Repeat the data that follows, word for word, without the images.

··· Dataset entries ···

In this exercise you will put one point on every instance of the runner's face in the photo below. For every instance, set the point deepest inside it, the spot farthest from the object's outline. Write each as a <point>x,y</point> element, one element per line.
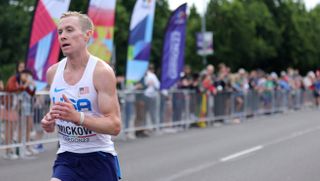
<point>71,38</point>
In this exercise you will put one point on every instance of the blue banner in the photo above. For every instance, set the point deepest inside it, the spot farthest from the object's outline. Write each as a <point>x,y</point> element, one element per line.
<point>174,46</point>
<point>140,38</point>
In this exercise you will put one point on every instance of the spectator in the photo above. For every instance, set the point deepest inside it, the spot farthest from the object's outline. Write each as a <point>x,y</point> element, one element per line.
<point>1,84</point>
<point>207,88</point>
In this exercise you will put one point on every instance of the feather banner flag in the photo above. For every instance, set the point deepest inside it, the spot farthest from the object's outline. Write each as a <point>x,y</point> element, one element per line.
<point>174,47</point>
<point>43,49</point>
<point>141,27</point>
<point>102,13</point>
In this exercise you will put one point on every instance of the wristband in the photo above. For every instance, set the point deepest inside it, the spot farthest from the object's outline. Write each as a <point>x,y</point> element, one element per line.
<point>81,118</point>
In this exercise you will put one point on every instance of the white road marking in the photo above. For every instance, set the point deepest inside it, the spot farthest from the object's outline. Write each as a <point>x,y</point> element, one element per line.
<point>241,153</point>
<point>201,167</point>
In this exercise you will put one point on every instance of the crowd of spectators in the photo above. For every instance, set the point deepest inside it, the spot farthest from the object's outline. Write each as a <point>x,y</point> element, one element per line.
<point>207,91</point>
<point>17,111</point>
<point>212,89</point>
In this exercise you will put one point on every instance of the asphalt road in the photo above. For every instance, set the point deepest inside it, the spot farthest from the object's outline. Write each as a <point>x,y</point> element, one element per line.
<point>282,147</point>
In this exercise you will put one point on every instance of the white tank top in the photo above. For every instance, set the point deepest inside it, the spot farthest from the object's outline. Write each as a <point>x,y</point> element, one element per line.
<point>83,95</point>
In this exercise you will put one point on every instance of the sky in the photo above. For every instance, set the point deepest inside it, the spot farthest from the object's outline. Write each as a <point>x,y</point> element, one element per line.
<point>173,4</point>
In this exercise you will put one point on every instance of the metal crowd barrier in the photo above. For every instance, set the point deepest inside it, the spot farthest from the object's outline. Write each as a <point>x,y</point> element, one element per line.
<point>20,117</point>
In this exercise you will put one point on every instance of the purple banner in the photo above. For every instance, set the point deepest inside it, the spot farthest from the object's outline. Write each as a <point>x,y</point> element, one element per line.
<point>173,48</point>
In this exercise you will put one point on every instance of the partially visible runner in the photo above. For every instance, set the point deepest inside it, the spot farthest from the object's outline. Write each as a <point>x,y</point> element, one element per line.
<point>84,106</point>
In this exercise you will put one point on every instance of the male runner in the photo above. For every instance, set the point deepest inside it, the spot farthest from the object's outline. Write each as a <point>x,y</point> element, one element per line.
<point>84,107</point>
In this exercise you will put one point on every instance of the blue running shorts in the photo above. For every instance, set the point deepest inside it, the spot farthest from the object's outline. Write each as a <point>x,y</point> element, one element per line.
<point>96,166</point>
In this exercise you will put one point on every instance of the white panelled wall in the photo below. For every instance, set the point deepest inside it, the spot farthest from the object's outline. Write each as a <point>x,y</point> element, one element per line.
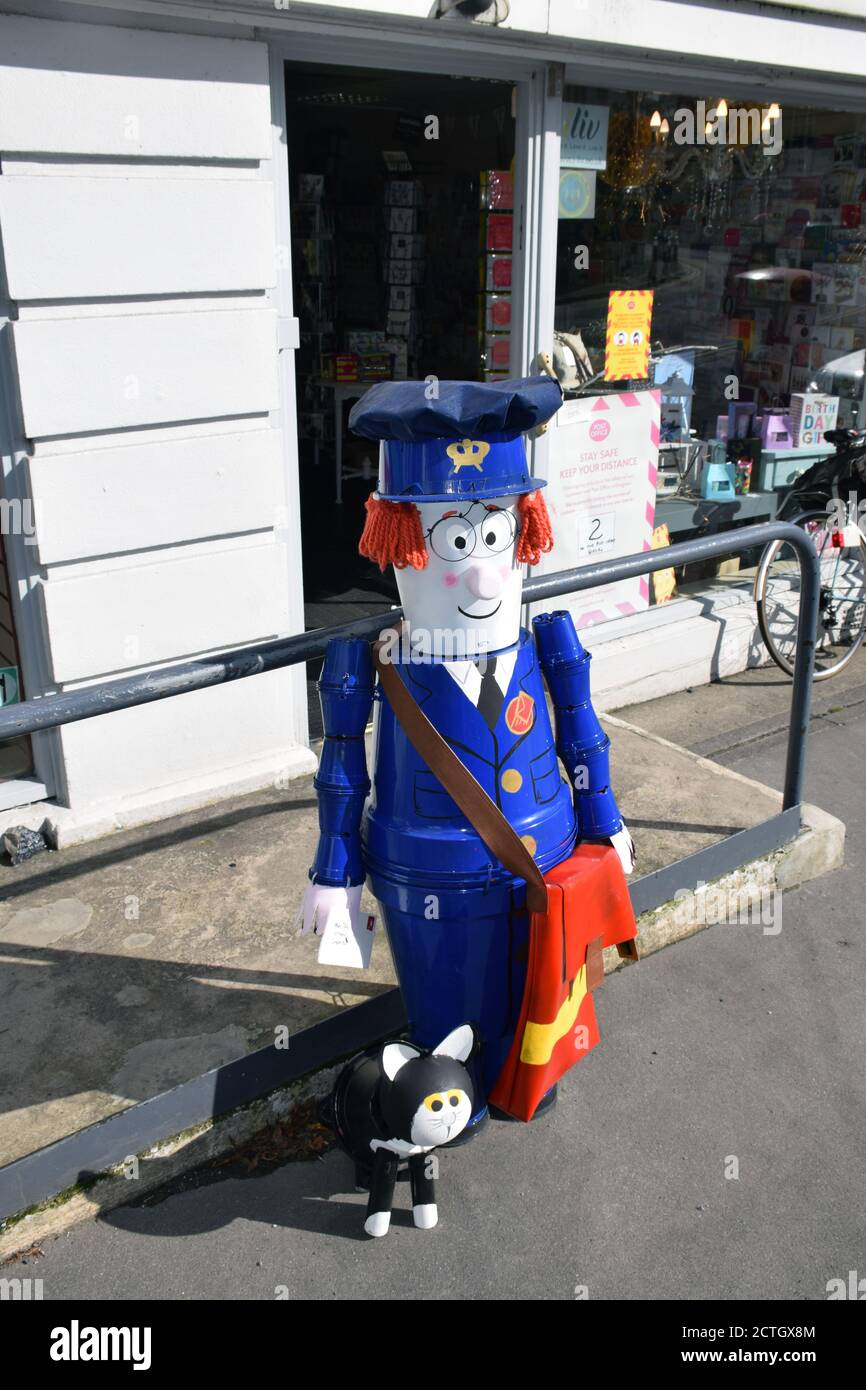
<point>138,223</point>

···

## Worked solution
In this exercise you will put one point on every instance of the runner's face in the photo below. For every instance, set the point deepest inside it, the spot farthest from the object's outline. Write each as a <point>x,y</point> element, one element per line.
<point>71,38</point>
In this exercise you will put one point on every instance of the blue banner in the photo above. For every instance, set the point deepest inside it, the spot farthest from the object's outline. Write each as a <point>x,y</point> element, one element per line.
<point>174,46</point>
<point>140,38</point>
In this exercise you will put one point on every instance of the spectator in the photo above. For every instance, set the point deepest inside it, the spot farthest from the object's outline. Write each as a <point>x,y</point> element, one element per line.
<point>1,84</point>
<point>207,88</point>
In this exercise you will put one point on every instance of the feather banner flag in the photo above. For every instance, set the point deepest inside it, the spot farthest from the object's outline. Write each as a <point>x,y</point> element, one element per line.
<point>174,47</point>
<point>43,49</point>
<point>141,27</point>
<point>102,13</point>
In this exercise you will put one point on every instance of the wristband in the photo above. For every instance, set the point deepest inside it, the spot farthest from the object's outline. Write each as a <point>x,y</point> element, one element per line.
<point>81,118</point>
In this exercise you will put one point on every instance of the white road marking in the photo above. For every instance, set the point deepest inside it, the spot farthest from the object's outline. Write each as a <point>x,y</point> element, one element per line.
<point>241,153</point>
<point>201,167</point>
In this exercise you will put one point on every instance of the crowd of spectators in the photo above. For every instance, set the point deepest inside it, the spot farthest from the object's outline. Write each as a <point>x,y</point> element, one element per line.
<point>207,91</point>
<point>17,111</point>
<point>212,89</point>
In this exercise you will put one point on every instance of the asphalt road in the photo above. For every instance, set the point deepest inside it, the spot farthest from the object's outline. Write each as a <point>x,y</point> element, one element per line.
<point>282,147</point>
In this exercise you will put one point on every instance of the white tank top in the photo above. For every instance, set the point deepest inside it, the spot farthest from the object's outline. Write each as a <point>x,y</point> element, one element per line.
<point>83,95</point>
In this exercise you will put one point on every instance of the sky in the photo above. For every instance, set the point deepest inside it, the spot farthest from the object's outline. Write each as a <point>x,y</point> element, one element per line.
<point>173,4</point>
In this exercise you will put one point on every instance of the metal crowd barrier in the photo above. For every instance, set the point deepest inside it, the spot farthest from the object's outline. Write each as a <point>x,y</point> element, one element per line.
<point>20,117</point>
In this exercise you will put one point on every instance of the purple banner in the photo above. For every instance, set the point deepest inside it, the spot farthest from the object's outline. Write each as a <point>x,y</point> element, one element per line.
<point>173,48</point>
In this exercise you will put one point on every instance of the partially visible runner in the photo above. For every instance, set the point deepest inside it, the spot farthest from the object's outline. Write each as a <point>x,y</point> element, one element per line.
<point>84,106</point>
In this exercise you will put one point on every instance of the male runner in the photo above. For every instance, set the point deepest inside it, the spot farthest from the object's outline. Write each as a <point>x,y</point> element, one element per line.
<point>84,107</point>
In this exercise you will put one point on every instance of the blue running shorts in the photo above. For every instance, set the point deepest inside it, the spot farthest from the object's outline. Write each as a <point>x,y</point> element, one element per line.
<point>96,166</point>
In this exercise you will put one point on every instance of the white panelled wall in the photo below. For every instance, set the point deepest inside it, the spot farthest from the object's outline. Write each as a <point>x,y</point> element, one element per line.
<point>138,223</point>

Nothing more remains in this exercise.